▶ [What you will do]
Put these records into a numbered list, leaving out the blank lines.

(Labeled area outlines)
____
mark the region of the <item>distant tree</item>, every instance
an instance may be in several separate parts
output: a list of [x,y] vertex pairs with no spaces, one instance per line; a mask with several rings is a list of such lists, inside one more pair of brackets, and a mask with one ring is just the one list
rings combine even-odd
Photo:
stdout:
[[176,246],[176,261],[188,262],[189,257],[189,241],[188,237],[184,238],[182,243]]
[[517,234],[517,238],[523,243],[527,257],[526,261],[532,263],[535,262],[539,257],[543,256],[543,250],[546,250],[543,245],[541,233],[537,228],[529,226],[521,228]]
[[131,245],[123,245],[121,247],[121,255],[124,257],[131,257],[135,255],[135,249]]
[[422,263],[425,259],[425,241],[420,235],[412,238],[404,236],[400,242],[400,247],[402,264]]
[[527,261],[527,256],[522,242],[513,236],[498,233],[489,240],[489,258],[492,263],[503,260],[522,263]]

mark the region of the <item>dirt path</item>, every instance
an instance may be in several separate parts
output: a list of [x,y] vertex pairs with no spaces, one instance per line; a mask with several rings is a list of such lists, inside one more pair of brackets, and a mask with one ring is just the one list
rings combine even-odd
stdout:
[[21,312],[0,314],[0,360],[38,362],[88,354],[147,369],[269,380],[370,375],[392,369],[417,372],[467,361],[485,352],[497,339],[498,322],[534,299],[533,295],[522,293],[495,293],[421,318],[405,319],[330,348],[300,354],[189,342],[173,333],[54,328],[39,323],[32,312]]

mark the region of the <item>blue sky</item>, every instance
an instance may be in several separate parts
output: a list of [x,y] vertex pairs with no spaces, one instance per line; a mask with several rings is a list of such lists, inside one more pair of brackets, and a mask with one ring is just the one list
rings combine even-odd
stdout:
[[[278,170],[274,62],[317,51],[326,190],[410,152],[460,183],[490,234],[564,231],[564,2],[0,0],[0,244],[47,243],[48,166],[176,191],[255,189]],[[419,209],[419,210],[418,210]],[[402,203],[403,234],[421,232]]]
____
▶ [The response]
1. mark the region of the <item>distant tree</item>, every instance
2. an instance may be in several separate parts
3. output: a list of [x,y] vertex pairs with no spaces, one instance per line; a mask with several rings is a list of such lists, inside one more pair of brackets, and a mask with one ring is just the one list
4. rings combine even-odd
5. Photo:
6. stdout:
7. [[176,246],[176,261],[188,262],[189,257],[189,241],[188,237],[184,238],[182,243]]
8. [[517,234],[517,238],[523,243],[527,257],[526,261],[532,263],[535,262],[539,257],[543,256],[543,250],[546,250],[543,245],[541,233],[537,228],[529,226],[521,228]]
9. [[131,245],[123,245],[121,247],[121,255],[124,257],[131,257],[135,255],[135,249]]
10. [[422,263],[425,259],[425,241],[420,235],[412,238],[404,236],[400,242],[400,247],[402,264]]
11. [[527,261],[527,256],[522,242],[513,236],[498,233],[489,240],[489,258],[492,263],[503,260],[522,263]]
12. mark the region of the <item>dirt path</item>, every instance
13. an instance may be in several separate parts
14. output: a list of [x,y] vertex pairs with no spaces, one instance per line; a mask with several rings is a list of such lists, inside one more pair of brackets, and a mask with one ring is just the one list
15. rings combine even-odd
16. stdout:
17. [[21,312],[0,314],[0,360],[38,362],[88,354],[147,369],[269,380],[370,375],[392,369],[417,372],[467,361],[485,352],[497,339],[498,322],[534,299],[533,295],[522,293],[495,293],[421,318],[405,319],[330,348],[300,354],[189,342],[173,333],[54,328],[39,323],[32,312]]
18. mark the region of the <item>blue sky</item>, every instance
19. an instance may be in several separate parts
20. output: a list of [x,y] vertex pairs with no spaces, one instance per line; a mask with several rings is a list of such lists, inside one more pair of brackets, and a mask with one ring is just the one list
21. rings combine even-odd
22. stdout:
23. [[[278,170],[274,62],[317,51],[326,190],[410,152],[460,183],[490,234],[564,231],[564,2],[0,0],[0,244],[47,243],[48,166],[176,191],[255,189]],[[419,209],[419,210],[418,210]],[[402,203],[403,234],[421,232]]]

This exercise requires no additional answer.